• [Tekstfragment]:
******
Oosthoek encyclopedie

Oosthoek's Uitgevers Mij. N.V (1916-1925)

Gepubliceerd op 17-01-2019

Soembawa

betekenis & definitie

Soembawa - 1) Afd. der res. Timor en Ond., omvat !t eil. S. en omliggende eilandjes; verdeeld in de onderafd.

S., Bima en Taliwang; bev. uit. 1917 227.000 z., w.o. 50 Europ. en ± 1600 Vr. Oosterl.
******
• [Aangeleverde gegevens]:
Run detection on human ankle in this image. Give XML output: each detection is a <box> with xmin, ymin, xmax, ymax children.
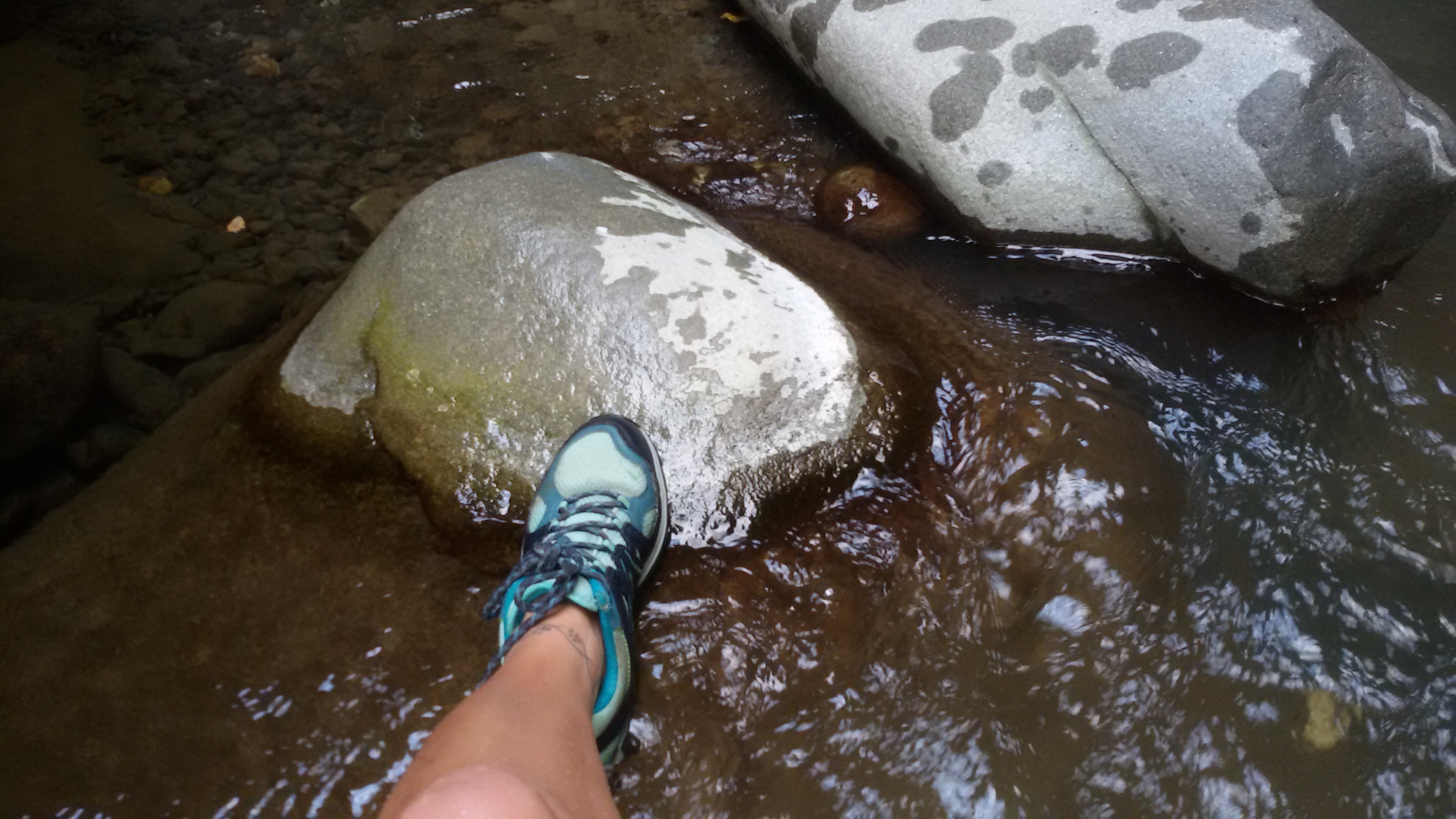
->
<box><xmin>505</xmin><ymin>603</ymin><xmax>606</xmax><ymax>699</ymax></box>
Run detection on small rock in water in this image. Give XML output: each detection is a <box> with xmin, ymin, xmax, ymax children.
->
<box><xmin>0</xmin><ymin>302</ymin><xmax>100</xmax><ymax>463</ymax></box>
<box><xmin>237</xmin><ymin>54</ymin><xmax>282</xmax><ymax>79</ymax></box>
<box><xmin>348</xmin><ymin>188</ymin><xmax>409</xmax><ymax>242</ymax></box>
<box><xmin>150</xmin><ymin>280</ymin><xmax>282</xmax><ymax>354</ymax></box>
<box><xmin>818</xmin><ymin>165</ymin><xmax>925</xmax><ymax>242</ymax></box>
<box><xmin>100</xmin><ymin>347</ymin><xmax>182</xmax><ymax>430</ymax></box>
<box><xmin>368</xmin><ymin>150</ymin><xmax>405</xmax><ymax>172</ymax></box>
<box><xmin>66</xmin><ymin>422</ymin><xmax>147</xmax><ymax>475</ymax></box>
<box><xmin>176</xmin><ymin>344</ymin><xmax>258</xmax><ymax>398</ymax></box>
<box><xmin>1303</xmin><ymin>688</ymin><xmax>1360</xmax><ymax>750</ymax></box>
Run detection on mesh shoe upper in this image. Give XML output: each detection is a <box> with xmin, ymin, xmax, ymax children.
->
<box><xmin>485</xmin><ymin>415</ymin><xmax>668</xmax><ymax>762</ymax></box>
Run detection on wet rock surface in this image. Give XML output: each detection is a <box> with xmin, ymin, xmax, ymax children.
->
<box><xmin>818</xmin><ymin>165</ymin><xmax>925</xmax><ymax>244</ymax></box>
<box><xmin>284</xmin><ymin>153</ymin><xmax>878</xmax><ymax>541</ymax></box>
<box><xmin>0</xmin><ymin>302</ymin><xmax>100</xmax><ymax>465</ymax></box>
<box><xmin>0</xmin><ymin>0</ymin><xmax>1456</xmax><ymax>816</ymax></box>
<box><xmin>745</xmin><ymin>0</ymin><xmax>1456</xmax><ymax>302</ymax></box>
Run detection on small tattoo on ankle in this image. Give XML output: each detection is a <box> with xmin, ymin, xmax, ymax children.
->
<box><xmin>521</xmin><ymin>622</ymin><xmax>591</xmax><ymax>667</ymax></box>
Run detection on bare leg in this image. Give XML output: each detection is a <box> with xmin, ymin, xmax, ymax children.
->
<box><xmin>380</xmin><ymin>603</ymin><xmax>619</xmax><ymax>819</ymax></box>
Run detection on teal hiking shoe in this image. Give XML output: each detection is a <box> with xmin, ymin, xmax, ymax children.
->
<box><xmin>485</xmin><ymin>415</ymin><xmax>668</xmax><ymax>765</ymax></box>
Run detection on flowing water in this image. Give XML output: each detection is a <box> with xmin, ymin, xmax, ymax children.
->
<box><xmin>0</xmin><ymin>0</ymin><xmax>1456</xmax><ymax>816</ymax></box>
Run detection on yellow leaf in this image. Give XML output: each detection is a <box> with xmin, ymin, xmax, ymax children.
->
<box><xmin>137</xmin><ymin>176</ymin><xmax>172</xmax><ymax>197</ymax></box>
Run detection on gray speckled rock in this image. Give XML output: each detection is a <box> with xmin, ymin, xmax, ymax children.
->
<box><xmin>743</xmin><ymin>0</ymin><xmax>1456</xmax><ymax>300</ymax></box>
<box><xmin>281</xmin><ymin>153</ymin><xmax>866</xmax><ymax>539</ymax></box>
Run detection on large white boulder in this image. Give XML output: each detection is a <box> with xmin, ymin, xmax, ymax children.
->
<box><xmin>281</xmin><ymin>153</ymin><xmax>866</xmax><ymax>539</ymax></box>
<box><xmin>743</xmin><ymin>0</ymin><xmax>1456</xmax><ymax>300</ymax></box>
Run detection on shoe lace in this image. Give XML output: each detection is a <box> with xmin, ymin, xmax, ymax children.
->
<box><xmin>484</xmin><ymin>491</ymin><xmax>630</xmax><ymax>679</ymax></box>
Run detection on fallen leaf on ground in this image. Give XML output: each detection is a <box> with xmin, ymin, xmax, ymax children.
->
<box><xmin>137</xmin><ymin>176</ymin><xmax>172</xmax><ymax>197</ymax></box>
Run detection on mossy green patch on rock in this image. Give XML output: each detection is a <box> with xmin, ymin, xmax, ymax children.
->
<box><xmin>281</xmin><ymin>153</ymin><xmax>875</xmax><ymax>539</ymax></box>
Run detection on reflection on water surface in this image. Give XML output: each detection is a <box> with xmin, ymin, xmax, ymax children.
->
<box><xmin>0</xmin><ymin>0</ymin><xmax>1456</xmax><ymax>816</ymax></box>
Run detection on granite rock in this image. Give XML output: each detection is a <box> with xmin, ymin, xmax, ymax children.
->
<box><xmin>744</xmin><ymin>0</ymin><xmax>1456</xmax><ymax>300</ymax></box>
<box><xmin>281</xmin><ymin>153</ymin><xmax>866</xmax><ymax>539</ymax></box>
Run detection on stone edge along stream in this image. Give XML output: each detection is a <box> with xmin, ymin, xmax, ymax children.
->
<box><xmin>280</xmin><ymin>153</ymin><xmax>878</xmax><ymax>541</ymax></box>
<box><xmin>743</xmin><ymin>0</ymin><xmax>1456</xmax><ymax>302</ymax></box>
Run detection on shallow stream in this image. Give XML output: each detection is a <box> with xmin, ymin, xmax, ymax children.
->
<box><xmin>0</xmin><ymin>0</ymin><xmax>1456</xmax><ymax>818</ymax></box>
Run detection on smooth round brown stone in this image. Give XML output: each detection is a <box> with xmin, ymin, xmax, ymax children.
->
<box><xmin>818</xmin><ymin>165</ymin><xmax>925</xmax><ymax>242</ymax></box>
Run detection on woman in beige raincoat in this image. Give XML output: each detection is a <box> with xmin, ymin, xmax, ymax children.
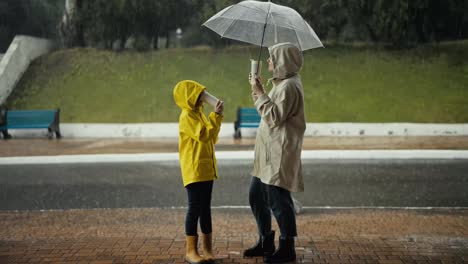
******
• [Opdracht]: Hoeveel inwoners had Soembawa in 1917 volgens het lemma over Soembawa?

• [Uitgewerkte opdracht]: In 1917 telde de bevolking 227.000 zielen.